Document =>
▬▬▬
RDF Keys, or why RDF is lousy at metadata annotations

Its claimed that RDF and OWL are really great because they
facilitate making metadata assertions.  The reality is that the
RDF and OWL standards do a lousy job at supporting metadata
annotations for (at least) two reasons.

To do a good job of annotating (attaching metadata) to something, you need
    (1) to reify the something, and
    (2) the URI needs to be globally unique, and it needs to be "repeatable".

By now its well understood that RDF statement reification is a loser,
because its chooses too small a grain size.  The best remedy is to
add contexts and quads to RDF.  If we did that, then (1) is taken
care of.  However, that's a subject for a different e-mail.

Here I'm really addressing the Bnode problem.  The proper scope
for a bnode is the model that it belongs too.  That means that
to reference a resource/entity outside of the model, you need
something other than a bnode--you need a resource with a globally
unique URI.  Its easy, but quite useless for annotation purposes, to use
"gensym" URIs, where you generate a unique URI on the fly, because
the next time you load the model, you get a different URI.  In other
words, the URI is not "repeatable".   To achieve repeatability, some misguided
proposals suggest concatenating or hashing all of the values of attributes
of a resource to create a repeatable URI.  If you do that, the attributes
of a resource cannot be updated.

The right solution is to generate a URI based on a minimal set of attribute
values that can be guaranteed not to change.  This is the definition of a
"key" (or primary key).  Proper database tables have primary key definitions.
XML items don't have keys, but they should.   And RDF classes should define
keys.

Defining a key on a class C in RDF is very simple.  A key consists of a
set of properties--the order doesn't matter.  If P1 and P2 are properties
that define a key for C, then we can invent a new property "hasKeyProperty" and
make two statements:

C hasKeyProperty P1 .
C hasKeyProperty P2 .

and we're done.  Now we have the foundation needed to synthesize
unique and repeatable URIs.

Hence, my proposal for the follow-on to the current RDF is to define
a new predicate equivalent to "hasKeyProperty".

Let me address two possible objections. One is that there may exist
more than one set of properties that defines a key for a give class.
The same is true for database systems, but they have wisely chosen
to identify one key as "primary" and declare that one as "the" key.

Second, the strategy for forming a unique URI based on a set
of key values is left open.  It would be REALLY useful if the
committee also tackled this problem.

Note: I'm posting this to RDF comments because I'm not soliciting
debate on this issue.  Rather, I would like to see it added to the
issues list for the next RDF committee.

Cheers, Bob

Received on Sunday, 14 March 2004 19:00:28 UTC
▬▬▬
Listing =>
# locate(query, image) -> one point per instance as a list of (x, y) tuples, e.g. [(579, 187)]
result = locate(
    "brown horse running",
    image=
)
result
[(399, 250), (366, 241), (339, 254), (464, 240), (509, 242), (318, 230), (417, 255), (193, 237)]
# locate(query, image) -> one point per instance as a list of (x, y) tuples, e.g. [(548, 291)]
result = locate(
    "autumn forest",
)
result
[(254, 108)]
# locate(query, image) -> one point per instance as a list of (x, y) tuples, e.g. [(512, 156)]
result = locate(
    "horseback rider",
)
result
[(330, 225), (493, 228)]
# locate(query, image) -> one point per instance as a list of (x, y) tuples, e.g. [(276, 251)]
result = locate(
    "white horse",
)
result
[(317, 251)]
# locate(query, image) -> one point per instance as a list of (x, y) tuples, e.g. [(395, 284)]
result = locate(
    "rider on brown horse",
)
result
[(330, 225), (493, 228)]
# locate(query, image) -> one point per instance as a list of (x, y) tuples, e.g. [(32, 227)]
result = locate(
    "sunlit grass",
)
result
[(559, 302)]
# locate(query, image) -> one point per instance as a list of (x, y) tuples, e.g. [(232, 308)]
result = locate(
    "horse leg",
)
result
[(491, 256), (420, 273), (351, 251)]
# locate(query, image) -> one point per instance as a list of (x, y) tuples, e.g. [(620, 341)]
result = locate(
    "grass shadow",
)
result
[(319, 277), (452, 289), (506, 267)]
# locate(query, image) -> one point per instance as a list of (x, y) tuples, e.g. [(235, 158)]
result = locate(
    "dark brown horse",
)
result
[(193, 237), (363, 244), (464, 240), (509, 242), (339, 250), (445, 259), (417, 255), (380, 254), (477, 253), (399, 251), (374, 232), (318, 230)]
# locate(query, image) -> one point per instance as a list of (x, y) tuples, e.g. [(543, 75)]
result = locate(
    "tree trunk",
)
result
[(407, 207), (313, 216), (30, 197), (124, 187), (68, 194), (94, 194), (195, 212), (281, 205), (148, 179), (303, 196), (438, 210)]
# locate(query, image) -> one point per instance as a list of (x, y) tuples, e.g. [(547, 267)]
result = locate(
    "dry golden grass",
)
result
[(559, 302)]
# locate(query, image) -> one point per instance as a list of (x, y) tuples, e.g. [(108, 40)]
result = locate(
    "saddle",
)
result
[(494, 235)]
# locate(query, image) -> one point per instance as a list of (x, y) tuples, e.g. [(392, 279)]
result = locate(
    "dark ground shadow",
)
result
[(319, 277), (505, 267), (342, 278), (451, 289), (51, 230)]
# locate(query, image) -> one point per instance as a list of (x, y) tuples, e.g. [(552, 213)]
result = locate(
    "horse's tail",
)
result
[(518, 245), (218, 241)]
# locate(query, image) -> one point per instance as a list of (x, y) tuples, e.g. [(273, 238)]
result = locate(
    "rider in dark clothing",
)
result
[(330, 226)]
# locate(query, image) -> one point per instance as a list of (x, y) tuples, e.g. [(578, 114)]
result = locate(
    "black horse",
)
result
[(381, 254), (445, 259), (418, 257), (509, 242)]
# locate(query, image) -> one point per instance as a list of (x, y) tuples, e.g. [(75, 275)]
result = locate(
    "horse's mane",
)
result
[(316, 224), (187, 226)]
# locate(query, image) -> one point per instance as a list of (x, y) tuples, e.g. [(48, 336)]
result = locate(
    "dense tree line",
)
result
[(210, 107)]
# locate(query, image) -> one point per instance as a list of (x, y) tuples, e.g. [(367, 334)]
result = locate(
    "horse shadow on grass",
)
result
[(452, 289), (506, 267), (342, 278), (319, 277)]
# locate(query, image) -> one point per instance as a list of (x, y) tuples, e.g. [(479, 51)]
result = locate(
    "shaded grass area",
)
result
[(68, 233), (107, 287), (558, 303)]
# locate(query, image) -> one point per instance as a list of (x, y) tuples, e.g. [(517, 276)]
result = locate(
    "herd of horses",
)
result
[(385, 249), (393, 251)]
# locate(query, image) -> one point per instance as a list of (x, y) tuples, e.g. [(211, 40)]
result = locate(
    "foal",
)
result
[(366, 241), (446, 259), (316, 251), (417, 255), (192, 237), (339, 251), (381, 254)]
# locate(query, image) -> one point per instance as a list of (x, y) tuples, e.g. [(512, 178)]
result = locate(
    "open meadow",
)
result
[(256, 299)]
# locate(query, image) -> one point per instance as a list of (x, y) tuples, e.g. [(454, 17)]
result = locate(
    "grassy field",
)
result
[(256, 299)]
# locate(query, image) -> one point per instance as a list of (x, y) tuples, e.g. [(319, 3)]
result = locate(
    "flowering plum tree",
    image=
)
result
▬▬▬
To-do list =>
A. According to the RDF keys post, what happens to a resource's attributes if a repeatable URI is created by concatenating or hashing all of their values?
B. Transcribe everything in the RDF keys post from "and we're done." down to "tackled this problem.".
C. Summarize the RDF keys post in three sentences.

Solutions in order =>
A. The attributes of the resource cannot be updated.

B.
and we're done.  Now we have the foundation needed to synthesize
unique and repeatable URIs.

Hence, my proposal for the follow-on to the current RDF is to define
a new predicate equivalent to "hasKeyProperty".

Let me address two possible objections. One is that there may exist
more than one set of properties that defines a key for a give class.
The same is true for database systems, but they have wisely chosen
to identify one key as "primary" and declare that one as "the" key.

Second, the strategy for forming a unique URI based on a set
of key values is left open.  It would be REALLY useful if the
committee also tackled this problem.

C. The post argues that RDF and OWL do a poor job of supporting metadata annotations, because annotating something requires reifying it and giving it a globally unique, repeatable URI. Bnodes are scoped to their model, generated URIs change each time the model is loaded, and URIs built from all attribute values prevent those attributes from being updated. The author therefore proposes that the next version of RDF define a predicate equivalent to "hasKeyProperty" so that classes can declare keys, which are minimal sets of attribute values guaranteed not to change, and asks the committee to also address how unique URIs should be formed from key values.